Skip to main content
Advertising

#22 - Can Eric Wood return to form?

top-25-22-story.jpg




Every summer leading up to training camp Buffalobills.com asks 25 of the most pressing questions facing the team as they make their final preparations for the upcoming regular season. With Year 3 under head coach Chan Gailey and veteran player report day at St. John Fisher fast approaching, here is the latest daily installment as we closely examine some of the answers the Buffalo Bills have to come up with between July 24th and Sept. 9th.

It's a question that we'd prefer not to address and unfortunately for Eric Wood it's a question he's had to answer before. In Week 10 last season Wood tore his ACL on a non-contact play. Following an interception at Dallas, Wood turned to pursue the ball and his knee buckled. The injury cost him the last seven games of the season. He's come back from a severe leg injury already once in his career. Can he again return to form a second time?

In his rookie season Wood sustained a gruesome compound leg fracture breaking both the fibula and tibia and was not on his own two feet again for four months. The rehab was grueling and though he returned to the practice setting the following training camp, his reps were closely monitored and rest days were a necessity.

"What really hurt me coming back from the leg break was the leg was still weak where I remember I twisted an ankle and it kept me out two weeks of camp," said Wood of his last long-term rehab. "Then I practiced a week before the opener and played pretty well against Miami, but I put so much into it to get to that point that I could only practice two days the following week. We go to Green Bay in Week 2 and I play terrible. So I want to get it to where I'm practicing consistently."

That's why Wood skipped all of the spring workouts this past May and June. While he could've participated in some of the work, he and the athletic training staff wanted to take a more methodical approach so that come training camp there would be fewer restrictions.

"I feel great," he said. "I'm in great shape and obviously I haven't tested it in any practice or anything, but a lot of that is just being cautious. We didn't want to do anything in the spring that would set me back. The goal is to be back for the first game and I trust the guys in the training room to get me back to that."

Wood expects to be full go at training camp, but doesn't know whether he'll be allowed to take on a full workload of reps in practice day in and day out.
· · · · ·
● **TO-DO LIST**:
1. According to the article on Eric Wood's recovery, how many games did his ACL tear keep him out of?
2. Quote the article on Eric Wood's recovery, starting at "Wood expects to" and ending at "and day out.".
The entries after the article on Eric Wood's recovery are separate material.

(Dataset entries about object locations)
· · · · ·
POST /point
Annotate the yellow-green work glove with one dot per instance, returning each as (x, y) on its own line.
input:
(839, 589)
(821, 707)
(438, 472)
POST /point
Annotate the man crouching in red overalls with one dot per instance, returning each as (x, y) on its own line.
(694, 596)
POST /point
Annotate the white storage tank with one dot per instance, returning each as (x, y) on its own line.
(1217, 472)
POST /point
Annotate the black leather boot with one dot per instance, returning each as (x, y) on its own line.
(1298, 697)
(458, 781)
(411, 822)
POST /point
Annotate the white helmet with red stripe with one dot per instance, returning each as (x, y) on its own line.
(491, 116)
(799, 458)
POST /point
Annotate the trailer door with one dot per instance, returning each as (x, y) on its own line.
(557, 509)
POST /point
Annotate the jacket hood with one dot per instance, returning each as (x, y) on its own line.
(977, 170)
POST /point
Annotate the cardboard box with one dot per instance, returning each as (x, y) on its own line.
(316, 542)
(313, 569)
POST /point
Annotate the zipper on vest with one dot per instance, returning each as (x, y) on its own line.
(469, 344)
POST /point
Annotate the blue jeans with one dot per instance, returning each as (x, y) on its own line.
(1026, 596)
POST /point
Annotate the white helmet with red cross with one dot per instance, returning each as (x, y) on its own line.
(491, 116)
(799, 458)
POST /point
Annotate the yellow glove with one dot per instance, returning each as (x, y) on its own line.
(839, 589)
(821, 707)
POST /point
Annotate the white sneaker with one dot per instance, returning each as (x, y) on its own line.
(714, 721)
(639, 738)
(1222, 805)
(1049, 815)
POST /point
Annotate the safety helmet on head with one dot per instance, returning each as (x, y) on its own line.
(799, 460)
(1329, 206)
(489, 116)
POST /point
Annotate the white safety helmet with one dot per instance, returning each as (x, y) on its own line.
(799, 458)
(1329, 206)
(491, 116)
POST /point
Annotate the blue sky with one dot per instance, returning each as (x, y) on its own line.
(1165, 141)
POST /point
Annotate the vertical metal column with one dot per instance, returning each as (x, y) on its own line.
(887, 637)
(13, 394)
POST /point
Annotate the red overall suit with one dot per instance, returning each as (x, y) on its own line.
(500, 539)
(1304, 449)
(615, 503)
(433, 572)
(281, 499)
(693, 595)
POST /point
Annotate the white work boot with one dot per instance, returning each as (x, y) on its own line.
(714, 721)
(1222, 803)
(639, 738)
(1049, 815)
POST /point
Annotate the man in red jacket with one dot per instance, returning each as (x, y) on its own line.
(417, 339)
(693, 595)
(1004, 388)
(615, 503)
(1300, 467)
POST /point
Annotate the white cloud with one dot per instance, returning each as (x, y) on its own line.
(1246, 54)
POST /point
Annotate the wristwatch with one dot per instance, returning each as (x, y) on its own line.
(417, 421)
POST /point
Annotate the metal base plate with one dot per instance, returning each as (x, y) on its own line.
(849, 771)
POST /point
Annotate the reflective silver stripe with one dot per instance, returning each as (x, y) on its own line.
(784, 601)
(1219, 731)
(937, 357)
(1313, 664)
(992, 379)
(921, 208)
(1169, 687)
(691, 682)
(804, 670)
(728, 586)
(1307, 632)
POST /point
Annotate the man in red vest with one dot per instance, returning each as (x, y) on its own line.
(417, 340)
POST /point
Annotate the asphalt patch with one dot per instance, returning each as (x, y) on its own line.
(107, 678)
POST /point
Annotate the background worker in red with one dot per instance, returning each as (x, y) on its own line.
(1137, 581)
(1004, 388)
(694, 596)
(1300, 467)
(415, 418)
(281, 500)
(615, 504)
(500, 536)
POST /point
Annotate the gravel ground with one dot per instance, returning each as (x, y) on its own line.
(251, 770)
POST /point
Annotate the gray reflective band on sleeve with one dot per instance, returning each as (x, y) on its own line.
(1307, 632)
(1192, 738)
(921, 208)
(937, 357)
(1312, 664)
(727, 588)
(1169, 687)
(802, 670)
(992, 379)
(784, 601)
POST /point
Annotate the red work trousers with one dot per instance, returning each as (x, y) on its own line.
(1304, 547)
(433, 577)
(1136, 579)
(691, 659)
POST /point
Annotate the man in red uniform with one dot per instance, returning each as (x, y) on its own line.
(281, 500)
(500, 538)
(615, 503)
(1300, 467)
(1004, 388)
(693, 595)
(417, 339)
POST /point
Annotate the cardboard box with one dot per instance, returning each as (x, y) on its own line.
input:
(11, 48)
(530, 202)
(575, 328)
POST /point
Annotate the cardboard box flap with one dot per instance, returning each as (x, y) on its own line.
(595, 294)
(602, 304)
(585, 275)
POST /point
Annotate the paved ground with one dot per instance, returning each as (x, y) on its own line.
· · · · ·
● **ANSWER SET**:
1. The last seven games of the season.

2.
Wood expects to be full go at training camp, but doesn't know whether he'll be allowed to take on a full workload of reps in practice day in and day out.